__TEXTO APRESENTADO__
★ ★ ★ ★ ★

Jornal GGN – Dois anos se passaram desde a tragédia em Minas Gerais e Espírito Santo, quando a lama invadiu terras e vidas com o rompimento da barragem de Fundão. Foram 19 mortes, a bacia do rio Doce foi contaminada e toneladas de peixes morreram. Foram dois anos do maior crime socioambiental da história da mineração mundial. Neste crime, estão envolvidas a Samarco, a Vale e a BHP Biliton, que são responsáveis pelo rompimento da barragem.

São dois anos de luta dos atingidos pela tragédia. Dois anos tentando garantir os direitos negados pela Fundação Renova, entidade criada a partir de um acordo das empresas com os governos estaduais de Minas e Espírito Santo, sem a participação dos atingidos.

Leia o manifesto produzido pelos atingidos, organizados no Movimento dos Atingidos por Barragens (MAB).

Manifesto dos atingidos pela Samarco Dois anos de lama, dois anos de luta!

Dois anos do rompimento da barragem de Fundão. Aniversário das incertezas. Dois anos e tudo que nós, atingidos, temos de concreto são pilhas de documentos redigidos a partir de horas exaustivas de reuniões e assembleias infindáveis. As ações mitigatórias nas áreas de moradia, educação, patrimônio, entre outras, possuem ainda caráter de emergência. Até quando nossas prioridades serão vistas como emergenciais?

É lamentável estarmos como estamos dois anos depois daquilo que alguns classificaram como acidente, outros como tragédia, evento – vejam bem, quiseram atribuir a culpa até a abalos sísmicos, a fenômenos da natureza. Mas, o que todos nós sabemos é que o rompimento de Fundão foi um CRIME. Um CRIME praticado pela mineradora SAMARCO, suas acionistas VALE e BHP Billiton, e pelo poder público que não exerceu devidamente seu papel fiscalizador. Afinal, uma empresa que trabalha com a exploração mineral não funciona sem o licenciamento de órgãos ambientais – em partes, também culpados pelo rompimento de Fundão.

Esse crime nasce da ganância e da irresponsabilidade daqueles que, mesmo conhecendo os riscos da tragédia anunciada, optaram pela negligência com o meio ambiente e com os moradores das áreas de risco. Sem sirenes, sem informações sobre como agir em casos de emergências, sem conhecimento da existência de barragens à montante de nossas vidas… Quantos de nós vivíamos a tranquilidade de nossas rotinas sem calcular o perigo que corríamos?

Por mais previsível que fosse o rompimento, a verdade é que suas consequências só agora estão sendo conhecidas. Estamos falando de um CRIME anunciado que retirou a vida de 20 pessoas – entre elas, uma criança que não teve sequer a oportunidade de nascer para o mundo. Um CRIME que deixou familiares em luto e atingiu o coração de inúmeras comunidades ao longo da Bacia do Rio Doce.

Falamos de Bento Rodrigues e Paracatu de Baixo, mas também de Camargos, Ponte do Gama, Paracatu de Cima, Pedras, Borba, Campinas. Barretos, Gesteira, Barra Longa. Santa Cruz do Escalvado, Rio Doce, Sem Peixe. Governador Valadares, Colatina, Regência. Minas Gerais e Espírito Santo. Comunidades indígenas, povoados rurais, centros urbanos. Trabalhadores da cidade, do garimpo, da pesca, da terra.

★ ★ ★ ★ ★

__REGISTROS ARMAZENADOS__
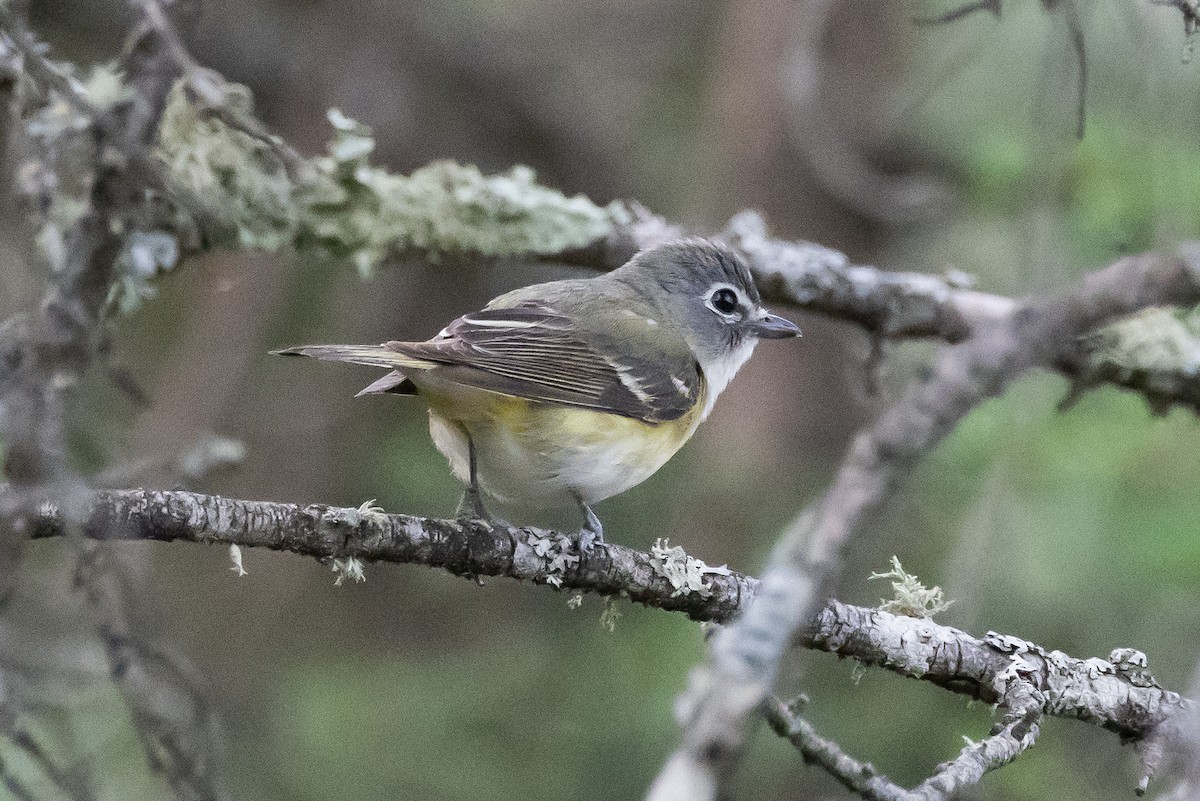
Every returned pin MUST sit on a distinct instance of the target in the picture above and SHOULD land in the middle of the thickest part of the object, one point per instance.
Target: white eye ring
(725, 300)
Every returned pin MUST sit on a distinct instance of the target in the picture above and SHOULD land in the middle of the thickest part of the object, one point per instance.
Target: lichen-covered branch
(745, 655)
(1024, 679)
(665, 577)
(249, 188)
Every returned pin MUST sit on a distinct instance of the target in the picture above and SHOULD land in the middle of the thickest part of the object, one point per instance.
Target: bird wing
(531, 351)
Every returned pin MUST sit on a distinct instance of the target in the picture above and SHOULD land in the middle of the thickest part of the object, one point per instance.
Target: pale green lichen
(105, 86)
(910, 596)
(1157, 339)
(351, 210)
(557, 553)
(685, 573)
(238, 180)
(610, 614)
(348, 568)
(235, 558)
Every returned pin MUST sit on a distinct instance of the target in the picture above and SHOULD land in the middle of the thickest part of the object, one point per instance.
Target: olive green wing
(531, 351)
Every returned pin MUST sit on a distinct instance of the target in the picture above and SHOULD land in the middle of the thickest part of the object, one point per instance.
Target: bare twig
(1036, 333)
(991, 668)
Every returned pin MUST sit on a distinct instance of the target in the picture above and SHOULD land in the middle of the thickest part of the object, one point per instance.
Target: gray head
(709, 293)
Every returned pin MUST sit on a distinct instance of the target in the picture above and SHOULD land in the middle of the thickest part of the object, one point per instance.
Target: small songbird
(574, 391)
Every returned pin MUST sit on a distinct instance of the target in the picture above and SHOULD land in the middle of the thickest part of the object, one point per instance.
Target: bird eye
(724, 300)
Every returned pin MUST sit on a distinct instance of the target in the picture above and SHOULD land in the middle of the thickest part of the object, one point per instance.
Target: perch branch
(1119, 696)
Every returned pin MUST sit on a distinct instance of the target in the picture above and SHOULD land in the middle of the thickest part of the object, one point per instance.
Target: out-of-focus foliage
(345, 208)
(1075, 530)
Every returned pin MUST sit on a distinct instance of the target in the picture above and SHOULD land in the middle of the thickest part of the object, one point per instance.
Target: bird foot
(592, 534)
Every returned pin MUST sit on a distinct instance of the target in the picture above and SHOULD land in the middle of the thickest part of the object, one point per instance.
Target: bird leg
(472, 503)
(592, 534)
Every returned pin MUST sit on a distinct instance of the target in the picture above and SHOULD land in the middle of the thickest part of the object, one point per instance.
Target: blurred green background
(911, 148)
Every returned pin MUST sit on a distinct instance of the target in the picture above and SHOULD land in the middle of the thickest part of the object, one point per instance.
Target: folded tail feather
(394, 383)
(371, 356)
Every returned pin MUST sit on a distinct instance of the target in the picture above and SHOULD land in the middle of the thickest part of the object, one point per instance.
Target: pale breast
(545, 455)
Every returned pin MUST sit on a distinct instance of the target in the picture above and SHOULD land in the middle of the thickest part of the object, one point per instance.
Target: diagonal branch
(745, 655)
(1116, 694)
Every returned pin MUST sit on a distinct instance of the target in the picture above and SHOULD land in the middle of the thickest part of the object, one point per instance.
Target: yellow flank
(547, 453)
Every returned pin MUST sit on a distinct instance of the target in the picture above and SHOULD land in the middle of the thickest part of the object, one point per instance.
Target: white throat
(719, 372)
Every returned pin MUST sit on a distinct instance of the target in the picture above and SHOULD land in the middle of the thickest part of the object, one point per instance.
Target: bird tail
(370, 356)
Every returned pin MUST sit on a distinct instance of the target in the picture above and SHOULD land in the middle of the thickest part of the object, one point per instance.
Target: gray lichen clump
(342, 206)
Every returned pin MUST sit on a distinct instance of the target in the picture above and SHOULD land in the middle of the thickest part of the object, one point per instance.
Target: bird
(577, 390)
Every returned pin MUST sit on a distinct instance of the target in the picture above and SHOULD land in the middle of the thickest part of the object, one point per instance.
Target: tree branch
(745, 655)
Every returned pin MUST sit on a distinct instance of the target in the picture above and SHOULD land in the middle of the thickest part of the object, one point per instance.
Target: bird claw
(592, 534)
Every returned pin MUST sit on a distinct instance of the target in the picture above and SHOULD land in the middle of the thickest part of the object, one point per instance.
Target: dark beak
(774, 327)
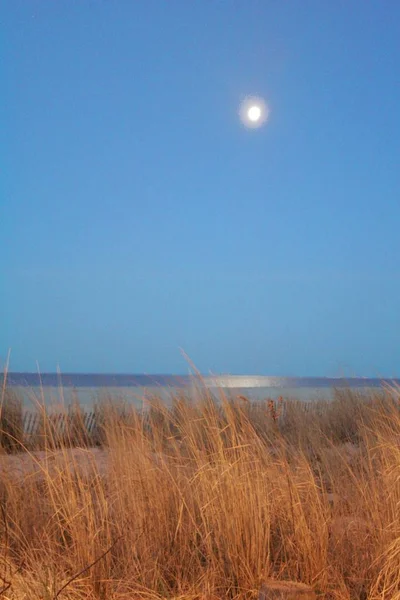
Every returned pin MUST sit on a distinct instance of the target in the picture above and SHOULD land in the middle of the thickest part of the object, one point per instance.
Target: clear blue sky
(138, 216)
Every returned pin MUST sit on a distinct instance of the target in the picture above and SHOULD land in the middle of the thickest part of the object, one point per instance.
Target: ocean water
(88, 388)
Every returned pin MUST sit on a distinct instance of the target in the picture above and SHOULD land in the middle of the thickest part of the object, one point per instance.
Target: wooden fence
(32, 422)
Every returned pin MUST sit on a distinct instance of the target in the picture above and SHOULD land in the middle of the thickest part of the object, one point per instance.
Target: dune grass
(207, 499)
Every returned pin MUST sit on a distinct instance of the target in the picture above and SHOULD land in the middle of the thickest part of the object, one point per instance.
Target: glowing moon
(253, 112)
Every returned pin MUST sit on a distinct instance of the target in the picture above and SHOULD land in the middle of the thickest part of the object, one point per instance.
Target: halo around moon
(253, 112)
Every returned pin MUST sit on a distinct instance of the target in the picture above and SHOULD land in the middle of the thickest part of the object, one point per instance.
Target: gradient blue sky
(138, 216)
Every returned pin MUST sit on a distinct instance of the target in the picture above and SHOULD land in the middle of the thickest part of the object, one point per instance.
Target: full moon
(254, 113)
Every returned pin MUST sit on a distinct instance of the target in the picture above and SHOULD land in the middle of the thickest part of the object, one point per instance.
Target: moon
(254, 112)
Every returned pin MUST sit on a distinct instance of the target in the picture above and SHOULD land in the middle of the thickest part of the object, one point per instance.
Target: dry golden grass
(208, 499)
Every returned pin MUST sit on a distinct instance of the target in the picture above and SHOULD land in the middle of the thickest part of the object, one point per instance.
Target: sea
(66, 388)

★ ★ ★ ★ ★

__LISTA DE TAREFAS__
a) Com base no texto sobre o rompimento da barragem de Fundão, responda:
(i) Que entidade foi criada a partir de um acordo das empresas com os governos estaduais de Minas e Espírito Santo?
(ii) Em que movimento estão organizados os atingidos que produziram o manifesto?
(iii) Quais três ausências o manifesto enumera ao descrever a situação dos moradores das áreas de risco?
b) Dê continuidade ao texto sobre o rompimento da barragem de Fundão a partir do ponto em que ele termina.

__GABARITO__
a)
(i) A Fundação Renova.
(ii) No Movimento dos Atingidos por Barragens (MAB).
(iii) Ausência de sirenes, de informações sobre como agir em casos de emergências e de conhecimento da existência de barragens à montante.

b)
Falamos das nascentes e dos rios contaminados, das matas arrancadas, dos animais que perderam e seguem perdendo suas vidas. Um sofrimento que eclodiu em Mariana, mas que corre, pelo leito do rio, de Fundão até os corais de Abrolhos, no sul da Bahia, até as águas do Oceano Atlântico, até sabe-se lá onde essa lama possa virar outra coisa que não dor e morte.

Quando se fala em um crime, espera-se que as investigações aconteçam, que os réus sejam condenados e que as vítimas possam prosseguir vivendo com dignidade. Infelizmente, não é isso que está acontecendo. Após aquele 5 de novembro, vivemos uma maratona que começou com cadastros e mais cadastros, entrevistas, reuniões e assembleias para apresentação e votação dos terrenos onde as comunidades serão reassentadas, levantamento de expectativa, visitas às áreas escolhidas, análise de maquete e projetos urbanísticos, audiências para garantir o reconhecimento das vítimas como atingidos – às vezes, em condições que se assemelham a de um réu que busca provar a própria inocência. De concreto? Estamos sem reassentamento, sem indenizações definitivas, vivendo na provisoriedade de cotidianos nos quais não nos reconhecemos.

Perdemos tanto na lama e seguimos violados em nossos direitos básicos. Ninguém está enfrentando o que cada um de nós tem passado – o constrangimento, a humilhação e a decepção de sair de uma audiência sabendo que nossos direitos estão sendo subtraídos por pessoas que não conhecem, de fato, a vida de cada comunidade. Estamos na mão de terceiros que não sabem o que perdemos, que desconhecem aquilo que nos importa. Querem nos cadastrar, mas não querem nos conhecer. Dizem que querem nos indenizar, mas não se interessam em saber o valor que damos àquilo que nos foi tirado.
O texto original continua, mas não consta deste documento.